* _抜粋箇所_:
####
本連載のこれまでの記事は以下となります。
3.1 データ保護とはなにか
3.1.1 データの定義とデータ保護について
今回のテーマは「データ」です。データというのは辞書的には論拠、資料、観察などで得られた事実や数値の集まりですが、ここではコンピュータ処理の話をしますので、紙などに書いたものではない、いわゆる電子データの情報を指します。データ保護とは、このデータが他に人に見られたり、勝手に書き換えられたり、あるいは使えなくなったりしないようにするセキュリティ対策のジャンルです。
データにはさまざまなものがあります。たとえばあなたのパソコンのデスクトップにおいてあるファイルは全てデータです。ただ、セキュリティ的な意味ですと「明日13:00に会議室A」というテキストのメモでは、攻撃者は興味を持たないでしょう。
####
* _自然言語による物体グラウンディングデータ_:
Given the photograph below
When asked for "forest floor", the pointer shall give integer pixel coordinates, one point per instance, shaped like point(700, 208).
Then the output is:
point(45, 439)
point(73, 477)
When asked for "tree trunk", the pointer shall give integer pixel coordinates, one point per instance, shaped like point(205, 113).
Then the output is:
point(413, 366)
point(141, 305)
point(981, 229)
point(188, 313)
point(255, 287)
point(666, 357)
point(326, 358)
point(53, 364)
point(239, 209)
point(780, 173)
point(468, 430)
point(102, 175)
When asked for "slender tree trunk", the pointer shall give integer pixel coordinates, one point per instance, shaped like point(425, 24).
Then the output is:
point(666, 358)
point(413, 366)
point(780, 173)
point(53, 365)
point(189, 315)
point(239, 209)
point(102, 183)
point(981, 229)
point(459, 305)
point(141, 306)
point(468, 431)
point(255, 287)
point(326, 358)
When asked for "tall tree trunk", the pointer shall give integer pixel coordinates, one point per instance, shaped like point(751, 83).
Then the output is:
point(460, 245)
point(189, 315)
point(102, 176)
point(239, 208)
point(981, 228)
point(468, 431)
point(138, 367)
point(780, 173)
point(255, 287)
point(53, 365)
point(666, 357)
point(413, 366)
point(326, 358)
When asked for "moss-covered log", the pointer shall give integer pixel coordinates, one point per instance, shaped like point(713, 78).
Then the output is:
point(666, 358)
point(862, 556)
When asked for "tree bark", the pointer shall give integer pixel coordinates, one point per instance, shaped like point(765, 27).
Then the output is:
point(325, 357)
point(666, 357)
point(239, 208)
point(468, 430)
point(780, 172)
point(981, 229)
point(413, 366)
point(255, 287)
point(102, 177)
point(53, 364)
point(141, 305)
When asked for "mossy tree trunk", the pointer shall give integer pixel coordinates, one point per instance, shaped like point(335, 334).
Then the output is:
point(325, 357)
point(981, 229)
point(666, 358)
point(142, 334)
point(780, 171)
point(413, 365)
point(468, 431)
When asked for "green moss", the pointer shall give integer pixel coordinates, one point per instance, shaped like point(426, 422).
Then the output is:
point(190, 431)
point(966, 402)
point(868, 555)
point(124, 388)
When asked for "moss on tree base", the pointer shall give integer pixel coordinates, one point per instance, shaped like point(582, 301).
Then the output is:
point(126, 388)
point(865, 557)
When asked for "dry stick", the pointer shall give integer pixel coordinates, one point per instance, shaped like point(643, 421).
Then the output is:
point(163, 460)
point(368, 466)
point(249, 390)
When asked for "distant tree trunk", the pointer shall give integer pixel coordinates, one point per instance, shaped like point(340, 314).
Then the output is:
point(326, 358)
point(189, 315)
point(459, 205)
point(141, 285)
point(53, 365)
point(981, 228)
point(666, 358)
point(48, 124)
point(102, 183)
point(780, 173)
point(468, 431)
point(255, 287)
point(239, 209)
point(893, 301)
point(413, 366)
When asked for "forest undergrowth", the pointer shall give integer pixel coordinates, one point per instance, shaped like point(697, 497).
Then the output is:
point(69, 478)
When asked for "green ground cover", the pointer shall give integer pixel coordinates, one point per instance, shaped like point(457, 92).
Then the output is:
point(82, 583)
####
* _作業内容_:
上の抜粋箇所から、「本連載のこれまでの記事は以下となります。」で始まり「ュリティ対策のジャンルです。」で終わる部分を一字も変えずに書き写してください。

* _作業結果_:
本連載のこれまでの記事は以下となります。
3.1 データ保護とはなにか
3.1.1 データの定義とデータ保護について
今回のテーマは「データ」です。データというのは辞書的には論拠、資料、観察などで得られた事実や数値の集まりですが、ここではコンピュータ処理の話をしますので、紙などに書いたものではない、いわゆる電子データの情報を指します。データ保護とは、このデータが他に人に見られたり、勝手に書き換えられたり、あるいは使えなくなったりしないようにするセキュリティ対策のジャンルです。